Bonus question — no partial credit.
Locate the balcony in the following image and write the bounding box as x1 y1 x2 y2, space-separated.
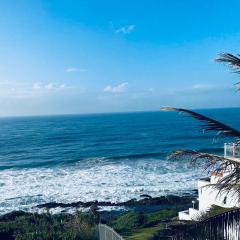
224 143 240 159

===

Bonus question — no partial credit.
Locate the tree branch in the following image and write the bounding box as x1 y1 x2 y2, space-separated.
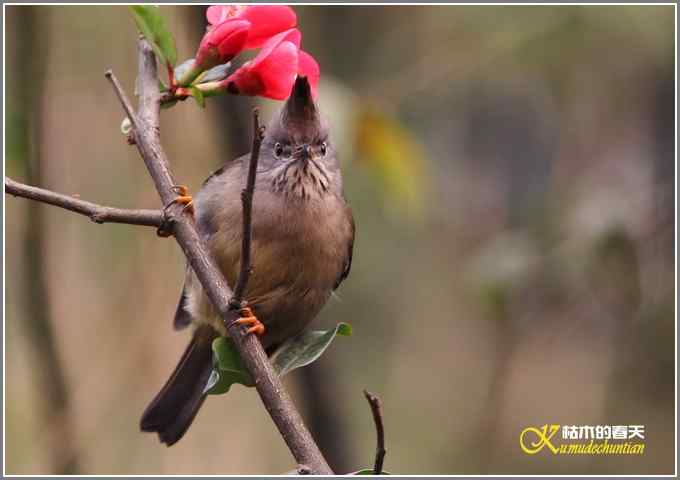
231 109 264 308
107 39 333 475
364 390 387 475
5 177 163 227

===

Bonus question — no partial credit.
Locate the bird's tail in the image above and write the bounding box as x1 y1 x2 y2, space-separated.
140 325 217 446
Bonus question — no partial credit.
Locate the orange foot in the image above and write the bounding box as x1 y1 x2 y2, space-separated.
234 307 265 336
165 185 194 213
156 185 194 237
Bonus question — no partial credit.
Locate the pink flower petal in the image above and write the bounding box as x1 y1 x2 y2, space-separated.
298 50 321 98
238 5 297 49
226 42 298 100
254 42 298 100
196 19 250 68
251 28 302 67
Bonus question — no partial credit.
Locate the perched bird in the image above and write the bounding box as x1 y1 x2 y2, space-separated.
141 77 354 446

===

**Job:** Count the lines of the material above that contain the word "image" and state only that number.

**Written response:** 6